**Action item**
Once the line containing "indicate the clear" is located, output it and every line after it through the end of the records, exactly as written and nothing else.

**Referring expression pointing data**
Start of Block

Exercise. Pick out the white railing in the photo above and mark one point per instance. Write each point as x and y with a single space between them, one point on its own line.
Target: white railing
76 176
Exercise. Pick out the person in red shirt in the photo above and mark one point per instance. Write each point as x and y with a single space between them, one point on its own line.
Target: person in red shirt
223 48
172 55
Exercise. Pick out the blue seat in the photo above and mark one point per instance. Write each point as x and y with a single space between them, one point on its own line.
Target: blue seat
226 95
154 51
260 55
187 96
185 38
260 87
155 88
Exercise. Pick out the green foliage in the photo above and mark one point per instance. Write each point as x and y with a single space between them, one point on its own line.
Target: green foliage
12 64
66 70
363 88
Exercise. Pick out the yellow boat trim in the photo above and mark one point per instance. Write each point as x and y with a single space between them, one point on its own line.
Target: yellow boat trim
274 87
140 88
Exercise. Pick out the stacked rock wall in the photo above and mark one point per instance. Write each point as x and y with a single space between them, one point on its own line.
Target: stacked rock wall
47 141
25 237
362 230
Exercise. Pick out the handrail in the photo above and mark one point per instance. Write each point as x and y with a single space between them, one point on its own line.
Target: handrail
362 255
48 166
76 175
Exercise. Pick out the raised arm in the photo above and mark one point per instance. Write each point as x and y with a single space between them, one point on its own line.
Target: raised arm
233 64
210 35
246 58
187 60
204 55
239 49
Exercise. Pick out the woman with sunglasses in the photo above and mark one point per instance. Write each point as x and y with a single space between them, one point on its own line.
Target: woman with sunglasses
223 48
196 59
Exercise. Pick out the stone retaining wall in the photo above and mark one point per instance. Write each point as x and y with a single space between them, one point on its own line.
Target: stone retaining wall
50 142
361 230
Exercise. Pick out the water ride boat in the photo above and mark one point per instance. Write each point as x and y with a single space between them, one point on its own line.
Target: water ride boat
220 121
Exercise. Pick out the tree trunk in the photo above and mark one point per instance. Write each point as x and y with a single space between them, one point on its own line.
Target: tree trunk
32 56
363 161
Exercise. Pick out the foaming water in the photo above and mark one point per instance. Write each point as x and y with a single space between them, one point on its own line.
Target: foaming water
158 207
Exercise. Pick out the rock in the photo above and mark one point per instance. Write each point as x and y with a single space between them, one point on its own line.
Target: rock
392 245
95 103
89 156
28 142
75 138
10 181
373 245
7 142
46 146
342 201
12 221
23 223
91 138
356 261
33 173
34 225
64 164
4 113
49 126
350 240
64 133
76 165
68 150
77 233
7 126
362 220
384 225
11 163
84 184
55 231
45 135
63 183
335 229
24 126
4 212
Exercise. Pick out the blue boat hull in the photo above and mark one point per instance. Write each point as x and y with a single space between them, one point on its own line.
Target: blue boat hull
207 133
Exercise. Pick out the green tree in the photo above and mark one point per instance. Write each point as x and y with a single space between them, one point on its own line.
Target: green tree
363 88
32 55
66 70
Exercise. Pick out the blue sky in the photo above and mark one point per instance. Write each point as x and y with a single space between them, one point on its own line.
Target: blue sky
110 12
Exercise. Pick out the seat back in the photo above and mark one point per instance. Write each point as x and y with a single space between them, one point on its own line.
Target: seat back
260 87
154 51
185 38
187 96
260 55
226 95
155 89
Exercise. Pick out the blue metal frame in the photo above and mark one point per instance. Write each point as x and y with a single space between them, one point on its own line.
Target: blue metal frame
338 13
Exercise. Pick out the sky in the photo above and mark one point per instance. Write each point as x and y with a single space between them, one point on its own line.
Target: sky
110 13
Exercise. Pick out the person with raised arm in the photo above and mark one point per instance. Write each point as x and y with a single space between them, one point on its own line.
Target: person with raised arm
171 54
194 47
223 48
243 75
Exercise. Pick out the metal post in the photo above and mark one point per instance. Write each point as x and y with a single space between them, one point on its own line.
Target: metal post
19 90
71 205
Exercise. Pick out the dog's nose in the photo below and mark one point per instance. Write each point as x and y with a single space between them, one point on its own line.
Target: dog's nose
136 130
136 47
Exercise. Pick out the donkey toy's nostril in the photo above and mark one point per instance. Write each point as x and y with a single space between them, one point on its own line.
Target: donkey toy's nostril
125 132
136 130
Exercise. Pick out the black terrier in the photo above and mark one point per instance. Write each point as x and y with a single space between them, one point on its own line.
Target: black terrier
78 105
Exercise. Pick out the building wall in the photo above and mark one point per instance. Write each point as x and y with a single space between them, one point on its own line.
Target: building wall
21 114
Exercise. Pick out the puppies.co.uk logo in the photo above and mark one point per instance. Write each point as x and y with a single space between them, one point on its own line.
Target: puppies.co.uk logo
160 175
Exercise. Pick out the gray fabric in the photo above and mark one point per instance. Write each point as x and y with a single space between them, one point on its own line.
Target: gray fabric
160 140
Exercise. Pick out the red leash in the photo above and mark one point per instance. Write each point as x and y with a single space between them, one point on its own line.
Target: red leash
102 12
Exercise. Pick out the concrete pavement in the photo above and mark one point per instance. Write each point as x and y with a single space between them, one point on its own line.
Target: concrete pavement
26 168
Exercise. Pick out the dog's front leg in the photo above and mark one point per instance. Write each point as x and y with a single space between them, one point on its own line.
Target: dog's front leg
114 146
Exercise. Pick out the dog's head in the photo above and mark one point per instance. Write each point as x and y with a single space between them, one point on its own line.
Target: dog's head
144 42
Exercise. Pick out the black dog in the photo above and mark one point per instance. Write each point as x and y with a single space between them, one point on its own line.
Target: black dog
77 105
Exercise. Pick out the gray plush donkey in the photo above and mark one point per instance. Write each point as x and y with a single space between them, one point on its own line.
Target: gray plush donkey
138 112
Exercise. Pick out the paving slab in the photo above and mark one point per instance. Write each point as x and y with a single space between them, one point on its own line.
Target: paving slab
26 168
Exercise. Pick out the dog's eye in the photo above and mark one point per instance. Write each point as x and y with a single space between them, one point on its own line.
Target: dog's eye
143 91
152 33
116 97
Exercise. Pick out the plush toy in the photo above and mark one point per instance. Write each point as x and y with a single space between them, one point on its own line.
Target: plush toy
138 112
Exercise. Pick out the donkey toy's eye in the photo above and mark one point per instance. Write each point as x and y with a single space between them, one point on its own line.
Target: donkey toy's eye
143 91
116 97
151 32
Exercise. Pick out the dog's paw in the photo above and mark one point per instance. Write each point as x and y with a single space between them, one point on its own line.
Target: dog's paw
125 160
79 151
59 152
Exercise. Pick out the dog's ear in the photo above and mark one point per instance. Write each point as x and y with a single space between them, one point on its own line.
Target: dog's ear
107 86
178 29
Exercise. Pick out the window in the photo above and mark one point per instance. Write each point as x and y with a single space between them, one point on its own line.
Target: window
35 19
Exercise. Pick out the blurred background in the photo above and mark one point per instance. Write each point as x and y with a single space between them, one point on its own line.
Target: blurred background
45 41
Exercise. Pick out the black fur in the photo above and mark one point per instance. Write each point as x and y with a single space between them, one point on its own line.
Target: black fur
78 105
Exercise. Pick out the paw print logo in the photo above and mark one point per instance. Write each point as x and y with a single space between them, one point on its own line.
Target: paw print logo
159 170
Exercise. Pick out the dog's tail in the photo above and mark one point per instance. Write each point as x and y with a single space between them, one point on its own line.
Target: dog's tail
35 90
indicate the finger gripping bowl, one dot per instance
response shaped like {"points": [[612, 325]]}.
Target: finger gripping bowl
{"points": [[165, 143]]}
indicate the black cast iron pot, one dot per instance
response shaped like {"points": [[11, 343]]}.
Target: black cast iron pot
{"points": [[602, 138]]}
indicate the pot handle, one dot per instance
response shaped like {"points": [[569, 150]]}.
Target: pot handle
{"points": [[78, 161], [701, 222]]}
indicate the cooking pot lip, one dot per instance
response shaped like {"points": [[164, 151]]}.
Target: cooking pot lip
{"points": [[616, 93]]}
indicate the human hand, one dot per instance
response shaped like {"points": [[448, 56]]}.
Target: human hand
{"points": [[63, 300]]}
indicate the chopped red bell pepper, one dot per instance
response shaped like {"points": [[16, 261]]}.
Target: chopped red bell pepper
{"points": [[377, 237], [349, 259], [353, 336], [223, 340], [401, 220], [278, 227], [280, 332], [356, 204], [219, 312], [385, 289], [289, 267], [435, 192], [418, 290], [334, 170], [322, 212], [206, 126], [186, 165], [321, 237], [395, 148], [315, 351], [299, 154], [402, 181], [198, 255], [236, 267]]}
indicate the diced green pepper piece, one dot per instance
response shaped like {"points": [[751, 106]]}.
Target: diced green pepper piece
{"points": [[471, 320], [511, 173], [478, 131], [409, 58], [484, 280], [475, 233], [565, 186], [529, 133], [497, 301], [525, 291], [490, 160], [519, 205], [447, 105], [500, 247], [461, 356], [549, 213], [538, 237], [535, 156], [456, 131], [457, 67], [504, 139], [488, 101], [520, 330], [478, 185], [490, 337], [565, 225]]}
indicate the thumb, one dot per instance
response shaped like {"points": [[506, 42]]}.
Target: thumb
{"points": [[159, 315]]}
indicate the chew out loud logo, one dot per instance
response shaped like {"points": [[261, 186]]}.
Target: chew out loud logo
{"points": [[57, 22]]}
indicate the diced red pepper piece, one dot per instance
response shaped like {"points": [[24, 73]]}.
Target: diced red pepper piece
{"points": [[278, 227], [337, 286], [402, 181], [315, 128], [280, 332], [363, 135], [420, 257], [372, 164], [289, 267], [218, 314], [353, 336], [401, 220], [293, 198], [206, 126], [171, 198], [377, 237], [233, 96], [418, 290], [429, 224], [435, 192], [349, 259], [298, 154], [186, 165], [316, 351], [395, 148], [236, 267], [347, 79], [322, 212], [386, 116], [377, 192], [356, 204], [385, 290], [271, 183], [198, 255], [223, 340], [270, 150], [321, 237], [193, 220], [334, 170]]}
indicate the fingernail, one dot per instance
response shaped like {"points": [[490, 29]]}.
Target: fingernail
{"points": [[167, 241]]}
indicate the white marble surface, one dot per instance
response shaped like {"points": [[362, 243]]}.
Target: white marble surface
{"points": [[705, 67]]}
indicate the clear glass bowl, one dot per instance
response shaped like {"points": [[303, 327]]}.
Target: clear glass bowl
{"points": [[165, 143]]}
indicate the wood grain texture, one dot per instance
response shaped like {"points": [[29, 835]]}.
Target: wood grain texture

End of Block

**The completed task**
indicate the clear glass bowl, one dot per instance
response shaped like {"points": [[303, 327]]}.
Target: clear glass bowl
{"points": [[165, 143]]}
indicate the wood grain texture, one dot per instance
response shaped like {"points": [[29, 835]]}.
Target: wood grain texture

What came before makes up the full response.